Je retrouve Greg qui avait disparu quasi toute la nuit (mal aux genoux, dodo), revenu pour terminer. Je dépasse aussi Arnaud (un des plus jeunes coureurs, 1988, avec qui j'avais mangé la pasta-party pré-course la veille) qui commente que je suis à fond jusqu'au bout, une vraie pro, du coup je lui explique que je suis poursuivie de près avant de le semer. Yves est en bonne voie pour son 210 km et me pousse en me disant que les 150 sont encore possible. Mickael m'encourage aussi. Puis je discute avec d'autres filles, Sylvie qui finira 3e senior avec 102 km, Josiane... Tout le monde s'encourage les uns les autres. Il est quasiment 10h maintenant et je compte les minutes pour pouvoir m'arrêter. A quinze minutes on nous donne un relais en bois pour marquer notre position finale pour le mesurage. J'aurai le temps de finir 2 tours avec le relais en main, le bénévole au coin du palais des sports m'avait demandé si c'était mon dernier passage, j'avais dit avant-dernier et effectivement. La barre des 150 km se rapproche mais ça va être trop juste. De toutes façons à ce moment-là je pense juste à rester 1e senior. Pendant ce temps le premier mec dépasse les 240 km. Quand j'atteins l'anneau de vitesse pour la dernière fois, Daniel le speaker encourage Maria Pierre qui est sur le point de faire 200 km : "Allez Maria, encore 700m en 3 minutes 30 !!". (elle fera finalement 200 km et 18 m, mais mécontente, elle en voulait 212). Je passe la ligne une dernière fois, l'excitation monte, je voudrais sprinter, je fais le tour des gradins, reviens vers le ravito, le compte à rebours commence "10...9...8...7...", je tourne à gauche vers le boulevard, "5...4...3..." le bénévole au coin me tend les bras pour m'encourager, j'ai trop envie de courir, j'essaye, fais 3 pas, reviens à la marche "2...1...0 !" je laisse tomber mon relais par terre et m'écroule sur place de tout mon long. Je ne ferai pas un mètre de plus de toutes façons.

DONNÉES ENREGISTRÉES:
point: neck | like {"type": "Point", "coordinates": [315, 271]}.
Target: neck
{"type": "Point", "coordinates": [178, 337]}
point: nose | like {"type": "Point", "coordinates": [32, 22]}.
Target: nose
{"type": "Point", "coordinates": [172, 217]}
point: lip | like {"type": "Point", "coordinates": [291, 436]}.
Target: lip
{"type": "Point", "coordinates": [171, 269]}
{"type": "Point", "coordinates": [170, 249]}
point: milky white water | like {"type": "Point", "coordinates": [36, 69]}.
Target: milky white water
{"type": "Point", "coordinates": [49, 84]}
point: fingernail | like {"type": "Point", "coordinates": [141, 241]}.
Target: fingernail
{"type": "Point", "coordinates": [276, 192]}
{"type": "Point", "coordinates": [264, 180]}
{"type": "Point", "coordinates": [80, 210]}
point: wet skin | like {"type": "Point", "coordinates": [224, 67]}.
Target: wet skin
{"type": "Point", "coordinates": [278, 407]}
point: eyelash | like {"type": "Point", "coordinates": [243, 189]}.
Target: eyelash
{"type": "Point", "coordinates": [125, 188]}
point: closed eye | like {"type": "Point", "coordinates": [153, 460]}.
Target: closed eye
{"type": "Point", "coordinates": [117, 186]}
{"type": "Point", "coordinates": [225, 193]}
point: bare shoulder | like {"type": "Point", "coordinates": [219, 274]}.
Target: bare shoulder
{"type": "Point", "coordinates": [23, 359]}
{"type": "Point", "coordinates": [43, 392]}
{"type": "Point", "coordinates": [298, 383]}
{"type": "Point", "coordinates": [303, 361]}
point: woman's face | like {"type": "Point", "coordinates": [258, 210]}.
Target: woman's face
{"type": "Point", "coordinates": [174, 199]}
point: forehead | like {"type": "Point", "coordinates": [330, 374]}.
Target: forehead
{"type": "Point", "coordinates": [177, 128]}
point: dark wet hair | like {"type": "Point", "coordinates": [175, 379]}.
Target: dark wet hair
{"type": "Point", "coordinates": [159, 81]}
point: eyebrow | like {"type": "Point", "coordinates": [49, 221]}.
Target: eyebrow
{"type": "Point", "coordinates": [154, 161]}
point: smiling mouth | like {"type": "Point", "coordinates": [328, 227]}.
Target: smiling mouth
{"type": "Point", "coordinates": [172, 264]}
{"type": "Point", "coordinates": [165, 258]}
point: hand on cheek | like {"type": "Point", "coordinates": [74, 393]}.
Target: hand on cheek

CONSIGNE:
Dressez la liste de toutes les personnes désignées par leur nom dans le récit de course.

CORRIGÉ:
Greg, Arnaud, Yves, Mickael, Sylvie, Josiane, Daniel, Maria Pierre